* **Data to use**
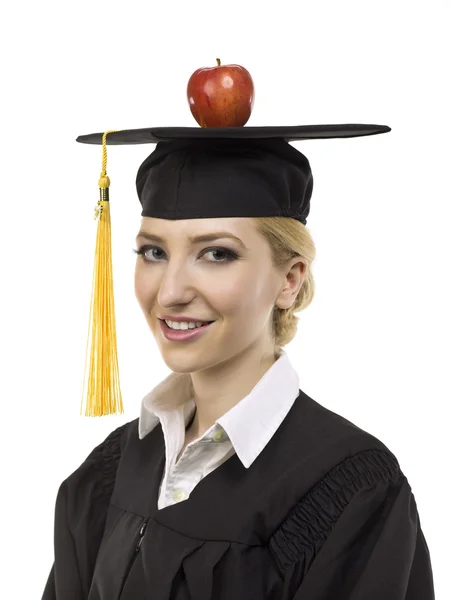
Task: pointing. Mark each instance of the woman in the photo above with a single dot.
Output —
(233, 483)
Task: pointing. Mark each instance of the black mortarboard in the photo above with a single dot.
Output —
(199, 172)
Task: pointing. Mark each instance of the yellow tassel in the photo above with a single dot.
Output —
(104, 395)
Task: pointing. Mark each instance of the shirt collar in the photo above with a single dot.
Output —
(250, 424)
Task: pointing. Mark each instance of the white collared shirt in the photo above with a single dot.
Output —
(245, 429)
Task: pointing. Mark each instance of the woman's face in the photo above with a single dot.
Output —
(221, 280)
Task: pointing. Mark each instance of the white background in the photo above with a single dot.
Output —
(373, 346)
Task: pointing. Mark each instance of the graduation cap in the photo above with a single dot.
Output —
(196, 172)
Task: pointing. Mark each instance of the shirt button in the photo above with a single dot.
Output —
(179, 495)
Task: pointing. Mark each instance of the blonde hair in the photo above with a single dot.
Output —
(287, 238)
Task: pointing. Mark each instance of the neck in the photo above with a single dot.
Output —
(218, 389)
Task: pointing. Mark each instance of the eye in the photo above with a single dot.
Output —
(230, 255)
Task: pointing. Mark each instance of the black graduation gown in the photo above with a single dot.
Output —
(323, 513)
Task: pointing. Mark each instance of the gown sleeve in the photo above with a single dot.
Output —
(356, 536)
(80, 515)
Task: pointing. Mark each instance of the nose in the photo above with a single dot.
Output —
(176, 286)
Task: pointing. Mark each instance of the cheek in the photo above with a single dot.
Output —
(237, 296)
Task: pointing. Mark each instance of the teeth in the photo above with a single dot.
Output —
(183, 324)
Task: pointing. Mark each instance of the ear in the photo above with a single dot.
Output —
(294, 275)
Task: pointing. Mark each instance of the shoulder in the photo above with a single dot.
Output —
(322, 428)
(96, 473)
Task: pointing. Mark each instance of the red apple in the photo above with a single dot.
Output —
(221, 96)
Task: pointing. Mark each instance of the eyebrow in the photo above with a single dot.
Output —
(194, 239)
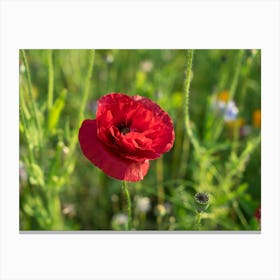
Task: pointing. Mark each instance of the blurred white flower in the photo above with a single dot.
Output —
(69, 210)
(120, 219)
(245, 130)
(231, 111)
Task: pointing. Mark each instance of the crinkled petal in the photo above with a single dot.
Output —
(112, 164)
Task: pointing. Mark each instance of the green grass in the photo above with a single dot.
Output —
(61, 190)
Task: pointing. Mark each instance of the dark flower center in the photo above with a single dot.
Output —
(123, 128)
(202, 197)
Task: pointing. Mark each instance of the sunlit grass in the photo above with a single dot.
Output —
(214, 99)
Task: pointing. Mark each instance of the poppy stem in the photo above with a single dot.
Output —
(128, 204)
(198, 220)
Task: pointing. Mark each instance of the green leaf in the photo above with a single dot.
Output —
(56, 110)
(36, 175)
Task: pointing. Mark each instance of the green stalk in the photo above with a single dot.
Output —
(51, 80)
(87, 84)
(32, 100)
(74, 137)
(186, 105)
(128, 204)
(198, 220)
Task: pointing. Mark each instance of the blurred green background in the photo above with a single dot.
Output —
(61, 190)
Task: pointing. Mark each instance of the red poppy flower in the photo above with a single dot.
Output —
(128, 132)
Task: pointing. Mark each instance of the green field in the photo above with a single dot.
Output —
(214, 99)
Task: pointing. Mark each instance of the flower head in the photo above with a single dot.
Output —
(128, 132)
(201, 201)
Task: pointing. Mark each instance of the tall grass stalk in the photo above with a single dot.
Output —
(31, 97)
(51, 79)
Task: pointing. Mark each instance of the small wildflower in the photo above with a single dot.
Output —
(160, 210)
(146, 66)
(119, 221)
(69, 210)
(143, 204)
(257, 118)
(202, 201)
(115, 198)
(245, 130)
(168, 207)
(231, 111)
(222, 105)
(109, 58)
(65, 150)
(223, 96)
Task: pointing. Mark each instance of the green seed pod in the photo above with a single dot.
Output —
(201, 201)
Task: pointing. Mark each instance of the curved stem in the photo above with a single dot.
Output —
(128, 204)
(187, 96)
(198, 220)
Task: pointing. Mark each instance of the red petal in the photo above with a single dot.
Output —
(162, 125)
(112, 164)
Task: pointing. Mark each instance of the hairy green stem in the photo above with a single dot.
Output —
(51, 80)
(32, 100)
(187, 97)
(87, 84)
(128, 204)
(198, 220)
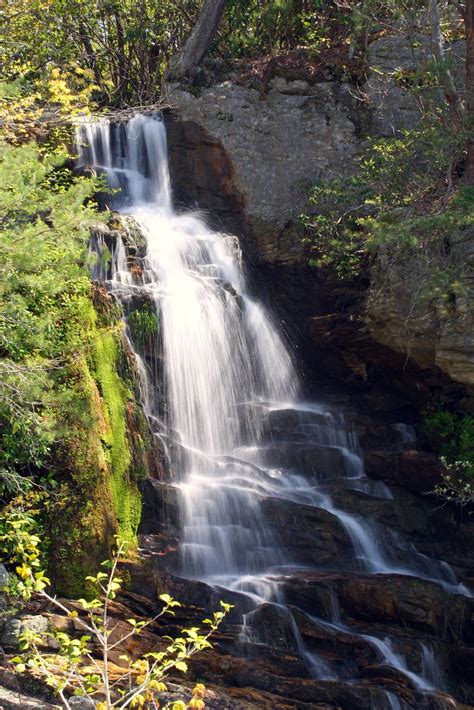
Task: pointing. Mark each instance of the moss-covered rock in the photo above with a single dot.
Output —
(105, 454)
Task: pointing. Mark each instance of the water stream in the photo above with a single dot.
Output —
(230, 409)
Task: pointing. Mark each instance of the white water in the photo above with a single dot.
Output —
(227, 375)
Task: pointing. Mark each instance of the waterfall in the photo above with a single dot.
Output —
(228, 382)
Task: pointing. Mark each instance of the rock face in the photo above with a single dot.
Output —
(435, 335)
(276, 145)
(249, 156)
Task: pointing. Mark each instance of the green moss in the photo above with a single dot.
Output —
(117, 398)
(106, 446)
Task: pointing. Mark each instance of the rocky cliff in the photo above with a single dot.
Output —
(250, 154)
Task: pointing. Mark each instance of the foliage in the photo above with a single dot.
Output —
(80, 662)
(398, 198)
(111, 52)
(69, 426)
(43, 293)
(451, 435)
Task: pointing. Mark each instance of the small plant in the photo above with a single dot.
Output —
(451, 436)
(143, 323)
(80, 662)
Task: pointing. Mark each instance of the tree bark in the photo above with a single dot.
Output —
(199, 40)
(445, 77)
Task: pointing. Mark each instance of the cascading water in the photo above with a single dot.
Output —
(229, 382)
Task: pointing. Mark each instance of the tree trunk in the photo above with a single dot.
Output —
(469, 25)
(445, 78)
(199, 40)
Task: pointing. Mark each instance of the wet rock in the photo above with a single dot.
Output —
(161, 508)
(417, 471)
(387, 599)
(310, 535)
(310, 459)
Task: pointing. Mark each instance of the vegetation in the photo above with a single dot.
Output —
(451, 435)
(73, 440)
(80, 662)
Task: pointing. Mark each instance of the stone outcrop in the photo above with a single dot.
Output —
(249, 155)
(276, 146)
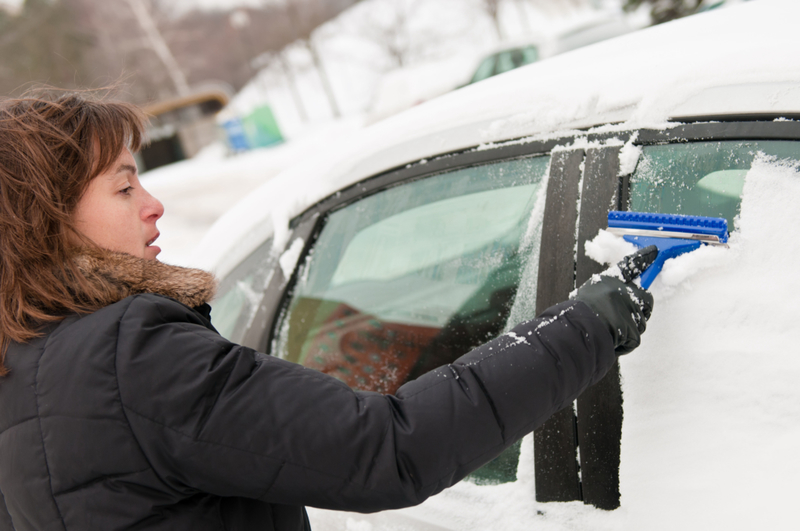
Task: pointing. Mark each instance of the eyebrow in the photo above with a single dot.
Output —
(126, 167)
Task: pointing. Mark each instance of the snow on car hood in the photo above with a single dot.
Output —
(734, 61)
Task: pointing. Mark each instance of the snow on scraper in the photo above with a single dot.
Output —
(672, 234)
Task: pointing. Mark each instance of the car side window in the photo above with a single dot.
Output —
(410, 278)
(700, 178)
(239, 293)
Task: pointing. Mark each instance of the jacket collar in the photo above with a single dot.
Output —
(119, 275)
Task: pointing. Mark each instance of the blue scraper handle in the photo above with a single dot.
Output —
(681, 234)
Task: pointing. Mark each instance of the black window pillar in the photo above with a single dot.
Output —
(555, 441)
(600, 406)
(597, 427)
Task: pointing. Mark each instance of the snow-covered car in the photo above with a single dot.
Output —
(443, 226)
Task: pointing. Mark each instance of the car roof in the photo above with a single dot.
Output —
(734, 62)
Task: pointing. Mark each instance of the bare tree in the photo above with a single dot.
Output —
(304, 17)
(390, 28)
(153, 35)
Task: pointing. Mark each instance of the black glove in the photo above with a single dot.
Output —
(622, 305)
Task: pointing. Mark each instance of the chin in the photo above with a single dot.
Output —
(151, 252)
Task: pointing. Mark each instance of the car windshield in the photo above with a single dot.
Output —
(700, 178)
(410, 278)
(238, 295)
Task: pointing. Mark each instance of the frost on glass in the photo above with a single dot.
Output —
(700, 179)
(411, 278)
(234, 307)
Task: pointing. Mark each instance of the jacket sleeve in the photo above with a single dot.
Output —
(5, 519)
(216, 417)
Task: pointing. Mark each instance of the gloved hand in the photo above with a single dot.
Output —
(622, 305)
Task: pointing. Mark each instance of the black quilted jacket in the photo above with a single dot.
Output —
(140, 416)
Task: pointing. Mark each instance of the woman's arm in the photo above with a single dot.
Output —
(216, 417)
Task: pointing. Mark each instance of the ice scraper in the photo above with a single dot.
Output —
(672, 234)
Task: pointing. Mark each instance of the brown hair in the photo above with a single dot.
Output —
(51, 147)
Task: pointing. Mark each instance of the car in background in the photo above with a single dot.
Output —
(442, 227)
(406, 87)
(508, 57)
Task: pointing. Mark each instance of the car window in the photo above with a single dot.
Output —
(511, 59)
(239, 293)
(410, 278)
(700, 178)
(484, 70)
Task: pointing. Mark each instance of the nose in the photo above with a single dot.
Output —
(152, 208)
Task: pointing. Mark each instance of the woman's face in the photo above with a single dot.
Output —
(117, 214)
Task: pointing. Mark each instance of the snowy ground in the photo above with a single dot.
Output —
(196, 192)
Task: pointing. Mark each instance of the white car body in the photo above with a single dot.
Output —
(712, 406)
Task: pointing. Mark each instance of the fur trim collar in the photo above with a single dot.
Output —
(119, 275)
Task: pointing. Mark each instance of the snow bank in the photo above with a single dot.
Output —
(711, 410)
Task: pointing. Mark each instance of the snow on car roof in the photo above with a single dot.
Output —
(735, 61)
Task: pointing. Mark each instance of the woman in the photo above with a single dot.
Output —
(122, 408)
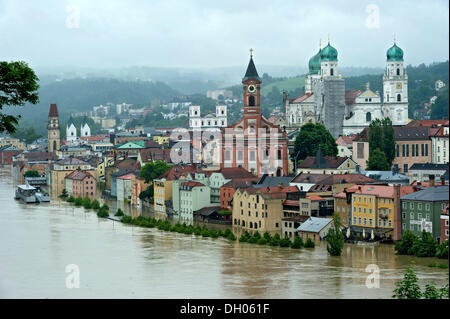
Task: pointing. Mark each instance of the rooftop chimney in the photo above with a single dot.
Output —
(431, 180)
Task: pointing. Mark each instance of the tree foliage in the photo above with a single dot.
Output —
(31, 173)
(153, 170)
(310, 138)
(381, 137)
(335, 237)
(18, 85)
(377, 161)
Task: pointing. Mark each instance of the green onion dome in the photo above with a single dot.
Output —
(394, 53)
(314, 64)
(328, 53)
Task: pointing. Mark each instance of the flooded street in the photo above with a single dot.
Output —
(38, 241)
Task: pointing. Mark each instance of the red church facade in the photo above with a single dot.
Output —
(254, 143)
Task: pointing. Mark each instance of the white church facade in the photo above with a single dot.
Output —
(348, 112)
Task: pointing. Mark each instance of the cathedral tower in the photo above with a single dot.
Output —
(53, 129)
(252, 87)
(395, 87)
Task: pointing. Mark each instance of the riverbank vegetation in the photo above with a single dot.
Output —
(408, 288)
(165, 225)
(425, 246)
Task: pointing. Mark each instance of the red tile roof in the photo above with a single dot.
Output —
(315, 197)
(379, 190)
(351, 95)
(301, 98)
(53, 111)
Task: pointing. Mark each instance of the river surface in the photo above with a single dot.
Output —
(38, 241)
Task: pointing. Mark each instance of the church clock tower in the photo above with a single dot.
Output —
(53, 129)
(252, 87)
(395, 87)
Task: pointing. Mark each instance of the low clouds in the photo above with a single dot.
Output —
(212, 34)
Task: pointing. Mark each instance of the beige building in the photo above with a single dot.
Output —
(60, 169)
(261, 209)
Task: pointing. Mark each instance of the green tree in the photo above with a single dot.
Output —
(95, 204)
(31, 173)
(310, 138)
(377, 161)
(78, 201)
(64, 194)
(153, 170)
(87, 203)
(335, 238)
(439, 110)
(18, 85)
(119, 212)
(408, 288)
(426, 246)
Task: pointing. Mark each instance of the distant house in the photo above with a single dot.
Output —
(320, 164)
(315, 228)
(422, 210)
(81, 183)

* **Exercise aim**
Reproduce each line of the data containing the word "covered".

* **Final answer**
Task: pointing. Mark each instance of the moss-covered rock in the photo above with a single dot.
Task: pointing. Mark each instance of the snow-covered car in the photo above with a single dot.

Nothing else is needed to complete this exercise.